» EXERCISE DIRECTIONS:
Can you copy out these records word for word, starting with the line that contains "Drop a point on every instance of the green leaf" and going on through the line that contains "Drop a point on every instance of the owl's"?

» EXERCISE MATERIALS:
- - - - - - -

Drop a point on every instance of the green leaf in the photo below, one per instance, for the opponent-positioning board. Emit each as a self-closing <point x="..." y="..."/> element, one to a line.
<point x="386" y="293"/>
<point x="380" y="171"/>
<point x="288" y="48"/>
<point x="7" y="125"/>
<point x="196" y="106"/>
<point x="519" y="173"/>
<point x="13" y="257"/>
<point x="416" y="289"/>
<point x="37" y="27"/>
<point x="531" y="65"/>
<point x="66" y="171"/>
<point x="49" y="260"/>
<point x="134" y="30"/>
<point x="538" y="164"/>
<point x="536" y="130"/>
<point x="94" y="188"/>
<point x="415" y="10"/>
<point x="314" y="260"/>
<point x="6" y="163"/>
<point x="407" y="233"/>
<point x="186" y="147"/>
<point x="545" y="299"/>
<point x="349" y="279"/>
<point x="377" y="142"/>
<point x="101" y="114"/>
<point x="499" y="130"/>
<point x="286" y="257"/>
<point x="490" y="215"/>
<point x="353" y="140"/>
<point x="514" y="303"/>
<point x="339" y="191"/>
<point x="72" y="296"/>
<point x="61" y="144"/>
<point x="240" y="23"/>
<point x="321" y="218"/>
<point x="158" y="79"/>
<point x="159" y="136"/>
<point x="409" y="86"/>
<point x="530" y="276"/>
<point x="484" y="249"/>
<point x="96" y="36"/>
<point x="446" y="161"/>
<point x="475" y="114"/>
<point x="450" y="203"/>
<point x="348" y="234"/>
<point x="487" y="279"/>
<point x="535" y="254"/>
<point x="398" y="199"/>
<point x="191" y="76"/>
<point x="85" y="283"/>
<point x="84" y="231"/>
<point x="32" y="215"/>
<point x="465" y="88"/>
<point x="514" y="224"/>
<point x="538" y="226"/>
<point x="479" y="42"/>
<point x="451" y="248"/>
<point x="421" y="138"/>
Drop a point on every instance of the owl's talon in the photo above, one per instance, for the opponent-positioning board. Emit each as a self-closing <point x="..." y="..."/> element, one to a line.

- - - - - - -

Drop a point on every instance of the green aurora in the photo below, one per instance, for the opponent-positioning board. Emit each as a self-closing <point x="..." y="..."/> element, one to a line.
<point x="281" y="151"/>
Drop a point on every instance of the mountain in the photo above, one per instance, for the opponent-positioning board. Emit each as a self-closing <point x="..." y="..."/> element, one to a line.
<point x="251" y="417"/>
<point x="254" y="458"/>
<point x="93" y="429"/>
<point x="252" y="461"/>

- - - - - - -

» EXERCISE ANSWER:
Drop a point on every instance of the green leaf in the photo below, one per instance, for the opponent-positioning board. Emit each as a self-closing <point x="..." y="..."/> element, one to a line.
<point x="386" y="293"/>
<point x="380" y="171"/>
<point x="288" y="48"/>
<point x="7" y="125"/>
<point x="196" y="106"/>
<point x="519" y="173"/>
<point x="13" y="257"/>
<point x="416" y="289"/>
<point x="37" y="27"/>
<point x="531" y="65"/>
<point x="66" y="171"/>
<point x="49" y="260"/>
<point x="134" y="30"/>
<point x="538" y="164"/>
<point x="536" y="130"/>
<point x="94" y="188"/>
<point x="415" y="10"/>
<point x="314" y="260"/>
<point x="6" y="163"/>
<point x="407" y="233"/>
<point x="186" y="147"/>
<point x="545" y="299"/>
<point x="349" y="279"/>
<point x="377" y="142"/>
<point x="101" y="114"/>
<point x="499" y="130"/>
<point x="286" y="257"/>
<point x="490" y="215"/>
<point x="353" y="140"/>
<point x="514" y="303"/>
<point x="339" y="191"/>
<point x="72" y="296"/>
<point x="61" y="144"/>
<point x="240" y="23"/>
<point x="321" y="218"/>
<point x="158" y="79"/>
<point x="159" y="136"/>
<point x="409" y="86"/>
<point x="530" y="276"/>
<point x="484" y="249"/>
<point x="96" y="36"/>
<point x="446" y="161"/>
<point x="475" y="114"/>
<point x="450" y="203"/>
<point x="348" y="234"/>
<point x="487" y="279"/>
<point x="535" y="254"/>
<point x="398" y="199"/>
<point x="191" y="76"/>
<point x="85" y="283"/>
<point x="84" y="231"/>
<point x="32" y="215"/>
<point x="465" y="88"/>
<point x="514" y="224"/>
<point x="538" y="226"/>
<point x="479" y="42"/>
<point x="451" y="248"/>
<point x="421" y="138"/>
Drop a point on every instance of the owl's talon in the photo above, one per instance, for the opponent-positioning board. Emit each as a self-closing <point x="..." y="..."/> element, one to a line.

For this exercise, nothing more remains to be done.